■ Required action
The whole listing below should be output again, word for word.

■ Records supplied

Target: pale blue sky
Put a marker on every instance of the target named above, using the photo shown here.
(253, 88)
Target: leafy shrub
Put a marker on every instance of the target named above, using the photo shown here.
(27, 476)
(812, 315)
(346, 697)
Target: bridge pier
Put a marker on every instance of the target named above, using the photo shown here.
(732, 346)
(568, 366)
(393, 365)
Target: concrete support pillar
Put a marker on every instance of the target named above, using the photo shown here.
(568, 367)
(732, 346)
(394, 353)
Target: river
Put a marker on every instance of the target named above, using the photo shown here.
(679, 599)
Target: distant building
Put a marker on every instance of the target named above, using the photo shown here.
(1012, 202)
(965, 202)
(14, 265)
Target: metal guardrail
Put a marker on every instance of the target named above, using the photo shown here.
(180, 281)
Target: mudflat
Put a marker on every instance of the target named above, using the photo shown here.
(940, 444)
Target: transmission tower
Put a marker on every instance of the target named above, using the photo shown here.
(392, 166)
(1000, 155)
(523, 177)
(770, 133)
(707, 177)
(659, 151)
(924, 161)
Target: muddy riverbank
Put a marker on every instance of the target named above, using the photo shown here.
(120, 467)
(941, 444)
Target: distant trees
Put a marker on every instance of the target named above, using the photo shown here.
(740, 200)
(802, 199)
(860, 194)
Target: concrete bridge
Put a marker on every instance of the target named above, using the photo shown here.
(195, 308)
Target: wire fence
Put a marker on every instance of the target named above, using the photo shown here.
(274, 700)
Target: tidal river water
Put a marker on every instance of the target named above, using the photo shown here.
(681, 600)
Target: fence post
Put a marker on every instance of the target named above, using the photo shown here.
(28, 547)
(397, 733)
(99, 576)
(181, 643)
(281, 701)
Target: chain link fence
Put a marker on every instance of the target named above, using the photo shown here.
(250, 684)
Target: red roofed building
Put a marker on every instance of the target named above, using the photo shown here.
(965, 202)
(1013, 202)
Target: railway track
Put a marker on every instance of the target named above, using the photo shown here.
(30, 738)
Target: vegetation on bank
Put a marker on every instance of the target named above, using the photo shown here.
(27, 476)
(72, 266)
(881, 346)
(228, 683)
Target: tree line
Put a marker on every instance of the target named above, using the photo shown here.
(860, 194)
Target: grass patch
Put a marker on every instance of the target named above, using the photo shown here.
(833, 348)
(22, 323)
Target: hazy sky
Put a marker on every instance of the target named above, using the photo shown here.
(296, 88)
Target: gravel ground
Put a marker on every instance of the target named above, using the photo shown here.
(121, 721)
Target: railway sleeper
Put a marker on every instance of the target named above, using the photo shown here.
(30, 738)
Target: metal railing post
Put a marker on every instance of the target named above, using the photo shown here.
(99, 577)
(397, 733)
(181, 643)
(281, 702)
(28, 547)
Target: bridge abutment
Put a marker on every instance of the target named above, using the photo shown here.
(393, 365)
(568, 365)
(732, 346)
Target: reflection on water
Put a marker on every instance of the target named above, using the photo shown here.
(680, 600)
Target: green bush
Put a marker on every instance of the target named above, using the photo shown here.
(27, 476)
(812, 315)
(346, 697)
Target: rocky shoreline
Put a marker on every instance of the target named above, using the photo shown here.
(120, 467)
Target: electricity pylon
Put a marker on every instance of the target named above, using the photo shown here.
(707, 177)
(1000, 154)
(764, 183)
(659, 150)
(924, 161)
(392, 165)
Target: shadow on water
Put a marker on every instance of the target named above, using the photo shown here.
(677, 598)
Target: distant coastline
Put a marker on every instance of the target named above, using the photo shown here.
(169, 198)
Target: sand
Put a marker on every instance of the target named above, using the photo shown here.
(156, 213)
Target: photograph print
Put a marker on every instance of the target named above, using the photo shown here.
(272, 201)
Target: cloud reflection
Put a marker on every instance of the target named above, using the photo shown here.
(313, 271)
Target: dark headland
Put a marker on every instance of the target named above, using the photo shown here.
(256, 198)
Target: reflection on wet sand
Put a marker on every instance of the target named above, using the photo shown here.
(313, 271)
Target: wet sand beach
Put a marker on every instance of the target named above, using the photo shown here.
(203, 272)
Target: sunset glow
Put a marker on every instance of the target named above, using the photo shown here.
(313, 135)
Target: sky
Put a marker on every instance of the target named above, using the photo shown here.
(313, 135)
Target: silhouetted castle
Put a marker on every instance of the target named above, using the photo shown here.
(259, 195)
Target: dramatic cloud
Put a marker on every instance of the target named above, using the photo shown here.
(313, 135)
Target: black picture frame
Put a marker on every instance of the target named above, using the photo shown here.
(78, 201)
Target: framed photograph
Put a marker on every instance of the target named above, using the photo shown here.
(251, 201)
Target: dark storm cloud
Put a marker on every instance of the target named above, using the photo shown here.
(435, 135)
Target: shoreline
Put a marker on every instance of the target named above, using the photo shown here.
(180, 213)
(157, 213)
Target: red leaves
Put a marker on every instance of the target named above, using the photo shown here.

■ Exercise output
Target: pale blue sky
Put a marker on every instance of the target named above, using the photo shown here.
(253, 88)
Target: leafy shrub
Put a marker on every instance of the target named above, using the photo shown here.
(27, 476)
(812, 315)
(346, 697)
Target: bridge pier
Put a marker on every instance of the target named above, using the photo shown here.
(732, 346)
(568, 366)
(393, 365)
Target: concrete support pillar
Put a marker on every instance of the target named above, using the photo shown here.
(568, 367)
(732, 346)
(394, 353)
Target: river
Put a marker on every instance of the target named above, using the photo shown here.
(679, 599)
Target: distant building
Put a marker on every instance of the target named above, using the photo shown here.
(1012, 202)
(965, 202)
(14, 265)
Target: metal guardrail
Put a marker on every instance of the target named above, using the photo shown here.
(180, 281)
Target: mudflat
Put a marker on every instance of the target named above, using the photo shown here.
(940, 444)
Target: transmission tower
Put a marker on every instance of the target named above, using the photo shown here.
(392, 166)
(1000, 155)
(523, 177)
(770, 133)
(707, 177)
(659, 151)
(924, 161)
Target: muddy riverbank
Put a marker on every instance of the target named above, using the photo shown here.
(120, 467)
(941, 444)
Target: distant trees
Put a marker on every instance of the target named above, using the photo shown here.
(740, 200)
(802, 199)
(860, 194)
Target: concrete bridge
Put a marker on every instance of the target named above, using the photo shown here.
(195, 308)
Target: wire fence
Put a marker on every instance of the target named above, using the photo shown here.
(274, 700)
Target: tidal river water
Put a marker on every instance of the target named above, using the photo shown here.
(681, 600)
Target: fence post
Put a marker on every instance of the target named above, using the photo shown here.
(28, 547)
(397, 733)
(99, 576)
(181, 643)
(281, 701)
Target: chain link fence
Put a marker on every instance of the target named above, using the photo shown here.
(250, 684)
Target: red roofed building
Put a marker on every instance of the target named above, using the photo shown here.
(965, 202)
(1013, 202)
Target: railway track
Put a marker on every instance of the target named above, using the photo shown here.
(30, 738)
Target: vegetation on bank
Put a marker on every instance of the target named above, using the photo shown here.
(27, 476)
(72, 266)
(881, 346)
(228, 683)
Target: tree line
Put a marker on every instance of the target named above, using the photo shown here.
(860, 194)
Target: grass patch
Put a marker on every instance of the target named above, using the photo shown here.
(833, 348)
(22, 323)
Target: hazy sky
Put a marker on every instance of the target named above, using the photo shown here.
(296, 88)
Target: gravel ground
Put a marker on every instance of the target named above, using the photo shown here.
(121, 721)
Target: railway sleeper
Put a marker on every instance of the target named above, using the photo shown here.
(30, 738)
Target: metal railing post
Put a marker on every instance of the target named above, using the photo shown here.
(99, 577)
(397, 733)
(181, 643)
(281, 702)
(28, 547)
Target: bridge abutment
Put a marker on every instance of the target named above, using the photo shown here.
(393, 365)
(568, 365)
(732, 346)
Target: reflection on water
Put a marker on every instance of the target named above, using the photo shown here.
(680, 600)
Target: green bush
Put a marker on every instance of the target named above, using the photo shown here.
(27, 476)
(812, 315)
(346, 697)
Target: rocky shoreline
Put a marker on every instance of the target named above, using the photo shown here.
(120, 467)
Target: electricity pylon
Put a marker on every instance of the target named above, using the photo shown here.
(707, 177)
(1000, 154)
(764, 183)
(659, 150)
(924, 161)
(392, 165)
Target: shadow on water
Put a marker on every instance of the target named above, using the photo shown here.
(677, 598)
Target: distant coastline
Put a marker on every instance of the target named above, using the photo shown here.
(169, 198)
Target: sand
Put a marker on every instance of the target named above, using the photo shown here.
(156, 213)
Target: photograph print
Put a marker on every instance of the target named above, using the photo shown here.
(272, 201)
Target: cloud reflection
Put a marker on every instance of the target named above, using the photo shown here.
(313, 271)
Target: dark headland
Put a marker on every instance of the target named above, using the photo shown here.
(256, 198)
Target: reflection on wet sand
Put a marker on every instance of the target named above, using the photo shown here.
(313, 271)
Target: wet sand beach
Put a marker on every instance of the target named above, using the photo shown here.
(203, 272)
Target: sunset glow
Put a marker on every instance of the target named above, using the photo shown here.
(313, 135)
Target: sky
Put a marker on every instance of the target named above, using the photo shown here.
(313, 135)
Target: silhouetted castle
Put a marker on every instance of the target named above, using the photo shown here.
(259, 195)
Target: dramatic cloud
Put a marker on every instance of the target named above, using the photo shown here.
(313, 135)
Target: black picture frame
Put a marker on every instance of the target named above, using the photo shown here.
(78, 201)
Target: framed photograph
Put a marker on every instance of the target named above, using the photo shown here.
(251, 201)
Target: dark storm cloud
Put a marker on every instance of the target named above, using the photo shown here.
(435, 135)
Target: shoreline
Put a marker on every instance of the target named above, using the photo shown here.
(180, 213)
(157, 213)
Target: red leaves
Put a marker on every instance of the target named above, using the photo shown here.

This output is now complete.